------ Source material ------

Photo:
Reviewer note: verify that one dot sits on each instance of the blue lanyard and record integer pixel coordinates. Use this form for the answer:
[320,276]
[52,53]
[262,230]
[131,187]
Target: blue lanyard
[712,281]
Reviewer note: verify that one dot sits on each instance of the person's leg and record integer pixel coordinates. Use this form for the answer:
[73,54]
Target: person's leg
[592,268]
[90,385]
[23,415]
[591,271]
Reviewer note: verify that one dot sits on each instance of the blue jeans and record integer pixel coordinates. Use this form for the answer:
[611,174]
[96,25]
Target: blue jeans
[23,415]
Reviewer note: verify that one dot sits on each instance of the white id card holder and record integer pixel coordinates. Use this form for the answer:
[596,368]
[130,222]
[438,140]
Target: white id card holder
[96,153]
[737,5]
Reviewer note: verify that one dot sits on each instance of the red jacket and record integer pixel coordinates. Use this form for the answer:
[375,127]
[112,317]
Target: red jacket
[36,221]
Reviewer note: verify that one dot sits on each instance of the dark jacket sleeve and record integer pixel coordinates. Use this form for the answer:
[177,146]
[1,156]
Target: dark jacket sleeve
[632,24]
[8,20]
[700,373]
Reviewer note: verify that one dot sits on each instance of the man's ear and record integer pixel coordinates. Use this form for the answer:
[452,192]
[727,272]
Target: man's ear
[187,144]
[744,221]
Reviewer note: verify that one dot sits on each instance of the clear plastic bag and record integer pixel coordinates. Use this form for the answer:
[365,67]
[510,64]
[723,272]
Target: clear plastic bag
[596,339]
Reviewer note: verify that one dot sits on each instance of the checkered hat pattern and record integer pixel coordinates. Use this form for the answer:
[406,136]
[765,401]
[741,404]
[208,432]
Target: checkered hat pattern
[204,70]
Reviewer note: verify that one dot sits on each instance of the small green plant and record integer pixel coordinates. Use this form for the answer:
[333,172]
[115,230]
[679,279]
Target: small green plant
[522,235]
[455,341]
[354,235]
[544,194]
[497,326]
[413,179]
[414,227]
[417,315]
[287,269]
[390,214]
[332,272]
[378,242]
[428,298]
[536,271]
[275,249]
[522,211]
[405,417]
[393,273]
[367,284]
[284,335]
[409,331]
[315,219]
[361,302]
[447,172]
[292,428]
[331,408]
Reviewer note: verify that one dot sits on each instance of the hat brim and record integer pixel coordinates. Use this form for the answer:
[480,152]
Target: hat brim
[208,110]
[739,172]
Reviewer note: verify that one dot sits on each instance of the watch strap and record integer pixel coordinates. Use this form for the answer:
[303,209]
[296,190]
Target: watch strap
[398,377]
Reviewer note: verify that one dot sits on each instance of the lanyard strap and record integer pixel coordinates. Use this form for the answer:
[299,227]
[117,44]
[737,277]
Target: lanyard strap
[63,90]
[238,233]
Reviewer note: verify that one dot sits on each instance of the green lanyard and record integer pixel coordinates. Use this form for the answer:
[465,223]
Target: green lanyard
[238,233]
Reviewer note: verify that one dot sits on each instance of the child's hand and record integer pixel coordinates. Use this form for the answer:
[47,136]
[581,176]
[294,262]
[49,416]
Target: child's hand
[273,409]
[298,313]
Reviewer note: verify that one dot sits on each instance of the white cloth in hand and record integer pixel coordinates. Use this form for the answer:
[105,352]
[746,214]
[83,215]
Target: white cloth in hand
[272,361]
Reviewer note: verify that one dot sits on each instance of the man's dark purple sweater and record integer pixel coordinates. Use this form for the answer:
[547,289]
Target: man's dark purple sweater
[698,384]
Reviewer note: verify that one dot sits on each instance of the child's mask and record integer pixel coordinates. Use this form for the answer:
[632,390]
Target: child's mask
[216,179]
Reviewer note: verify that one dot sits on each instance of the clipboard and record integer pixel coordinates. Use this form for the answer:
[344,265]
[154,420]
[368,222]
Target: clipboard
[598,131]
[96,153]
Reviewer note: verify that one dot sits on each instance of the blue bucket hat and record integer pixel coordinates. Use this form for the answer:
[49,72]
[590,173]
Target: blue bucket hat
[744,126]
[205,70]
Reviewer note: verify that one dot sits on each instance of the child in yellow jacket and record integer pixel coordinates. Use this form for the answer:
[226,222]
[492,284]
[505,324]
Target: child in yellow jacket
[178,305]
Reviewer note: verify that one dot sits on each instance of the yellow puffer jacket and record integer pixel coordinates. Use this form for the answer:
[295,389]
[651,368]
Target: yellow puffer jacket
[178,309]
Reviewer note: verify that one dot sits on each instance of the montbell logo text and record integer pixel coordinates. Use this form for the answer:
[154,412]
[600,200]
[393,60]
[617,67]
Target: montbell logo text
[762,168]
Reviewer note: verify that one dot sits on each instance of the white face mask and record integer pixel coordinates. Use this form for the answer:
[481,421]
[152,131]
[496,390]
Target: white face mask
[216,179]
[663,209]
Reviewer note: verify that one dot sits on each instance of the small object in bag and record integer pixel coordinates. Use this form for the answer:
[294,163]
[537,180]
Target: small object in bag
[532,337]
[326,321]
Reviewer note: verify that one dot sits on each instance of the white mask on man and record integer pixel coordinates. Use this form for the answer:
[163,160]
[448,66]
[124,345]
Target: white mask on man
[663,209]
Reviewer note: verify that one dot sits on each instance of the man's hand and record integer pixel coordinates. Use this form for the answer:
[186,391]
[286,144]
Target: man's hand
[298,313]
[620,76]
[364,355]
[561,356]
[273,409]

------

Exercise aim:
Put every line of the items above into a Markdown table with two columns, Row and Line. Number the rows and leave out any blank lines.

Response to this task:
| Row | Line |
|---|---|
| 1 | Photo: |
| 2 | Reviewer note: verify that one dot sits on each instance of the blue lanyard and record integer pixel coordinates. Use this form for the answer: |
| 3 | [320,276] |
| 4 | [52,53] |
| 5 | [262,230] |
| 6 | [131,187] |
| 7 | Target: blue lanyard |
| 8 | [712,281] |
| 9 | Reviewer note: verify that one dot sits on each instance of the person's leg and record integer pixel coordinates. Use this form for the answer: |
| 10 | [73,54] |
| 11 | Target: person's leg |
| 12 | [592,268] |
| 13 | [90,385] |
| 14 | [23,415] |
| 15 | [591,271] |
| 16 | Reviewer note: verify that one dot sits on each instance of the blue jeans and record integer pixel coordinates. Use this form for the answer: |
| 17 | [611,174] |
| 18 | [96,25] |
| 19 | Target: blue jeans |
| 20 | [23,415] |
| 21 | Reviewer note: verify that one dot sits on each instance of the white id card holder and record integer pixel coordinates. Use this form for the answer: |
| 22 | [596,368] |
| 23 | [130,222] |
| 24 | [438,140] |
| 25 | Target: white id card holder |
| 26 | [96,153] |
| 27 | [737,5] |
| 28 | Reviewer note: verify that one dot sits on each instance of the red jacket and record integer pixel coordinates. Use this form for the answer: |
| 29 | [375,127] |
| 30 | [112,317] |
| 31 | Target: red jacket |
| 32 | [36,221] |
| 33 | Reviewer note: verify that one dot sits on each instance of the dark jacket sleeve and record integer pixel coordinates. Use this form for the answer: |
| 34 | [177,146] |
| 35 | [1,156] |
| 36 | Target: dark jacket sleeve |
| 37 | [632,24] |
| 38 | [8,20] |
| 39 | [700,373] |
| 40 | Reviewer note: verify that one dot sits on each instance of the man's ear and record integer pixel coordinates. Use this form for the answer: |
| 41 | [452,192] |
| 42 | [727,272] |
| 43 | Target: man's ear |
| 44 | [187,144] |
| 45 | [744,221] |
| 46 | Reviewer note: verify that one dot sits on each instance of the clear plastic bag and record integer pixel coordinates. Use this form for the answer: |
| 47 | [365,67] |
| 48 | [510,64] |
| 49 | [723,272] |
| 50 | Target: clear plastic bag |
| 51 | [596,339] |
| 52 | Reviewer note: verify that one dot sits on each instance of the checkered hat pattern and record integer pixel coordinates. Use this form for the answer: |
| 53 | [406,136] |
| 54 | [765,401] |
| 55 | [741,404] |
| 56 | [208,432] |
| 57 | Target: checkered hat pattern |
| 58 | [204,70] |
| 59 | Reviewer note: verify that one dot sits on each instance of the small green plant and record integer pixel coordinates. Use this form for the answer: |
| 60 | [333,172] |
| 61 | [115,230] |
| 62 | [679,279] |
| 63 | Target: small green plant |
| 64 | [522,235] |
| 65 | [455,341] |
| 66 | [354,235] |
| 67 | [544,194] |
| 68 | [497,326] |
| 69 | [413,179] |
| 70 | [414,227] |
| 71 | [417,315] |
| 72 | [287,269] |
| 73 | [390,214] |
| 74 | [332,272] |
| 75 | [378,242] |
| 76 | [428,298] |
| 77 | [536,271] |
| 78 | [275,249] |
| 79 | [522,211] |
| 80 | [405,417] |
| 81 | [393,273] |
| 82 | [367,284] |
| 83 | [284,335] |
| 84 | [409,331] |
| 85 | [315,219] |
| 86 | [361,302] |
| 87 | [447,172] |
| 88 | [292,428] |
| 89 | [331,408] |
| 90 | Reviewer note: verify that one dot sits on each instance of the hat brim and record integer pixel coordinates. Use this form for the answer: |
| 91 | [480,152] |
| 92 | Target: hat brim |
| 93 | [208,110] |
| 94 | [739,172] |
| 95 | Reviewer note: verify that one dot sits on each instance of the watch strap and record integer pixel coordinates. Use this form for the answer: |
| 96 | [303,209] |
| 97 | [296,190] |
| 98 | Target: watch strap |
| 99 | [398,377] |
| 100 | Reviewer note: verify that one dot sits on each instance of the lanyard strap and record integer pixel coordinates. Use this form for the answer: |
| 101 | [299,227] |
| 102 | [117,44] |
| 103 | [737,277] |
| 104 | Target: lanyard strap |
| 105 | [63,90] |
| 106 | [238,233] |
| 107 | Reviewer note: verify that one dot sits on each instance of the green lanyard and record integer pixel coordinates. Use this form for the answer: |
| 108 | [465,223] |
| 109 | Target: green lanyard |
| 110 | [238,233] |
| 111 | Reviewer note: verify that one dot sits on each instance of the child's hand and record integer pixel coordinates. Use this form for the answer: |
| 112 | [47,136] |
| 113 | [581,176] |
| 114 | [294,262] |
| 115 | [49,416] |
| 116 | Target: child's hand |
| 117 | [273,409] |
| 118 | [298,313] |
| 119 | Reviewer note: verify that one dot sits on each instance of the white cloth in hand and record integer pixel coordinates. Use this form for the answer: |
| 120 | [105,352] |
| 121 | [746,214] |
| 122 | [83,215] |
| 123 | Target: white cloth in hand |
| 124 | [272,361] |
| 125 | Reviewer note: verify that one dot sits on each instance of the man's dark purple sweater and record integer pixel coordinates. Use this form for the answer: |
| 126 | [547,289] |
| 127 | Target: man's dark purple sweater |
| 128 | [698,384] |
| 129 | Reviewer note: verify that one dot sits on each instance of the child's mask and record integer pixel coordinates. Use this form for the answer: |
| 130 | [632,390] |
| 131 | Target: child's mask |
| 132 | [216,179] |
| 133 | Reviewer note: verify that one dot sits on each instance of the clipboard and record integer pixel coordinates. Use this form for the answer: |
| 134 | [344,265] |
| 135 | [154,420] |
| 136 | [368,222] |
| 137 | Target: clipboard |
| 138 | [598,131] |
| 139 | [96,153] |
| 140 | Reviewer note: verify that one dot sits on each instance of the blue bucket hat and record integer pixel coordinates. Use this form for the answer: |
| 141 | [49,72] |
| 142 | [590,173] |
| 143 | Target: blue bucket hat |
| 144 | [744,126] |
| 145 | [205,70] |
| 146 | Reviewer note: verify that one dot sits on each instance of the child in yellow jacket and record integer pixel coordinates. Use this form for the answer: |
| 147 | [226,222] |
| 148 | [492,284] |
| 149 | [505,324] |
| 150 | Target: child in yellow jacket |
| 151 | [178,305] |
| 152 | Reviewer note: verify that one dot sits on each instance of the yellow puffer jacket and record integer pixel coordinates. Use this form for the answer: |
| 153 | [295,389] |
| 154 | [651,368] |
| 155 | Target: yellow puffer jacket |
| 156 | [178,309] |
| 157 | Reviewer note: verify that one dot sits on each instance of the montbell logo text and record integer pixel coordinates. Use this form for the answer: |
| 158 | [154,412] |
| 159 | [600,200] |
| 160 | [393,60] |
| 161 | [617,67] |
| 162 | Target: montbell logo text |
| 163 | [762,168] |
| 164 | Reviewer note: verify that one dot sits on each instance of the white face mask and record integer pixel coordinates. Use this form for the answer: |
| 165 | [481,421] |
| 166 | [152,131] |
| 167 | [496,390] |
| 168 | Target: white face mask |
| 169 | [216,179] |
| 170 | [663,209] |
| 171 | Reviewer note: verify that one dot sits on each instance of the small object in bag and record integer pixel coordinates. Use this form for the answer: |
| 172 | [294,163] |
| 173 | [537,180] |
| 174 | Target: small object in bag |
| 175 | [532,337] |
| 176 | [326,321] |
| 177 | Reviewer note: verify that one dot sits on each instance of the white mask on man and record integer pixel coordinates. Use this form for the answer: |
| 178 | [163,160] |
| 179 | [448,66] |
| 180 | [124,345] |
| 181 | Target: white mask on man |
| 182 | [663,209] |
| 183 | Reviewer note: verify that one dot sits on each instance of the man's hand and record integer pixel coordinates. Use this form for the answer: |
| 184 | [186,391] |
| 185 | [286,144] |
| 186 | Target: man's hand |
| 187 | [298,313] |
| 188 | [620,76] |
| 189 | [364,355] |
| 190 | [561,356] |
| 191 | [273,409] |